• [Problem] Rewrite the entries below, replacing "thin twig" with "slender branch" and leaving everything else as it is.

• [Stored records]
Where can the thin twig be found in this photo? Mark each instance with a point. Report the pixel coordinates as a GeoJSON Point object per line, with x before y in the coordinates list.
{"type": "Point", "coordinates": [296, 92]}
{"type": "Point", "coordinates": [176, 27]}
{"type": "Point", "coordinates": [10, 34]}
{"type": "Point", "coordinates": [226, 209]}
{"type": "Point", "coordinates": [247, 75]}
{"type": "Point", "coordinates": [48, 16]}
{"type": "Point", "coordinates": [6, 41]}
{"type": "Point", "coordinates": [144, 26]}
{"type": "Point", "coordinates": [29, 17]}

• [Solution below]
Where can the slender branch be found in this photo? Mark each instance with a point. Report the pixel coordinates as a GeoJSON Point object per line, with x before y in the coordinates list.
{"type": "Point", "coordinates": [296, 92]}
{"type": "Point", "coordinates": [176, 27]}
{"type": "Point", "coordinates": [10, 34]}
{"type": "Point", "coordinates": [226, 209]}
{"type": "Point", "coordinates": [247, 75]}
{"type": "Point", "coordinates": [48, 16]}
{"type": "Point", "coordinates": [6, 41]}
{"type": "Point", "coordinates": [144, 26]}
{"type": "Point", "coordinates": [29, 17]}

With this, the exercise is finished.